*EXERCISE GOAL*: Write out the lines below without changing a word, and leave the picture out of your answer.

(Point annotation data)
# # #

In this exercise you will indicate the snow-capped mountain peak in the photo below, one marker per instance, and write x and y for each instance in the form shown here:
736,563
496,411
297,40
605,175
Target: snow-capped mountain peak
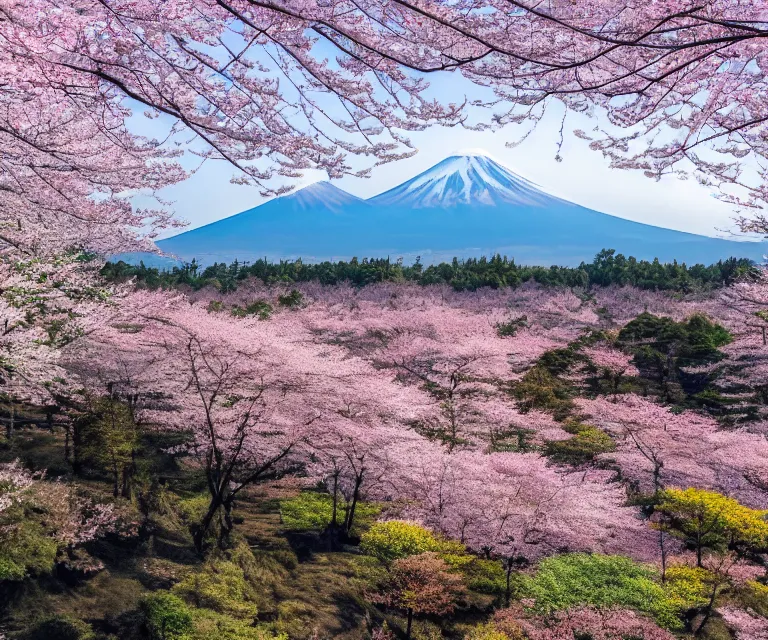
468,179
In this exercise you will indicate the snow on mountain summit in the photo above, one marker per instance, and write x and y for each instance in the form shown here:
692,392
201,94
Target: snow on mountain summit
468,179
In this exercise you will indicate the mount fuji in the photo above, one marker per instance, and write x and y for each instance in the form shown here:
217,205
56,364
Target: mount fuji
466,205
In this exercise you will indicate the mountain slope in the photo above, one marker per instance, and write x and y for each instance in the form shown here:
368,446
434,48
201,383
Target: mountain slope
466,205
312,221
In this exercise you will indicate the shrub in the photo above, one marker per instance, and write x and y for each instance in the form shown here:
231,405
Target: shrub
509,329
220,586
60,628
193,509
26,551
166,616
539,389
485,576
754,595
708,519
210,625
577,579
395,539
310,511
587,443
292,300
687,587
259,308
486,631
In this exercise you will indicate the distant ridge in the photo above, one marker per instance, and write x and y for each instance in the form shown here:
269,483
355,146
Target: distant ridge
466,205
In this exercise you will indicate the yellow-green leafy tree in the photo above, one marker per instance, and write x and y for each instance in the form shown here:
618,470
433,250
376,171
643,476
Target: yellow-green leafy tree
706,519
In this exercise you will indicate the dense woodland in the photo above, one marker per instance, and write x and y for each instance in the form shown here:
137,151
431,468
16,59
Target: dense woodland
606,269
296,460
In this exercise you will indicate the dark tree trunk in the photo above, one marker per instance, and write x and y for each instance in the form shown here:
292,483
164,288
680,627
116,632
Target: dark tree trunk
9,427
508,592
77,463
205,524
353,505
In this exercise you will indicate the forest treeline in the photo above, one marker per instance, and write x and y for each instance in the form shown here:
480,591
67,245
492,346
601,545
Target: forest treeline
607,268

# # #

*RESULT OF THE EXERCISE*:
In this exercise you will indicate the snow-capped mountain peak in the photo below, one marker per instance, and write x and y for each instance in the form shown here:
736,563
496,411
297,40
605,175
Target: snow-capped mountain peak
468,179
In this exercise you will indicate the snow on mountain summit in the photo above, one marker per instance, and write x and y for each instance in the form shown here:
692,392
201,94
Target: snow on mountain summit
468,179
In this exercise you will indicate the mount fuji in the photo above, one marker per instance, and write x and y for each instance in the form shown here:
217,205
56,364
Target: mount fuji
466,205
In this exercise you will indicate the mountain slope in the photo above, one marker per instance, and write x and y for each instance in the form shown here:
368,446
434,48
201,383
Target: mountain slope
466,205
312,221
In this exercise you will indicate the shrub in the photo above, one marker per instance, and write x and y for each instance in the form shown here:
231,405
Target: shrub
509,329
220,586
60,628
193,509
26,551
166,616
539,389
485,576
754,595
708,519
210,625
577,579
395,539
310,511
587,443
292,300
687,587
259,308
486,631
In this exercise you will indicate the distant ridge in the photo above, one marker per instance, and write x and y for each instance in the form shown here:
269,483
355,146
Target: distant ridge
466,205
In this exercise you will indicate the yellow-green leafy tree in the photo above, one marker per instance, and write x and y for each instance in the form shown here:
618,470
433,250
376,171
643,476
Target: yellow-green leafy tree
706,519
In this exercise you will indicate the dense woodland in the photo above, one marker per instance, and write x and y for each instance in the form shown here:
137,151
431,468
16,59
Target: dense woodland
606,269
296,460
In this exercise you will indicate the dark tree trunk in the photo above, one marker per instance, and write x and y for each instance in the form shown here:
292,483
164,288
680,627
116,632
Target: dark tree trunk
9,427
508,592
77,463
205,524
353,505
In this exercise you will indicate the forest treeline in the photo above, one marker per instance, and write x and y for each instance in the form shown here:
480,591
67,245
492,346
601,545
Target: forest treeline
607,268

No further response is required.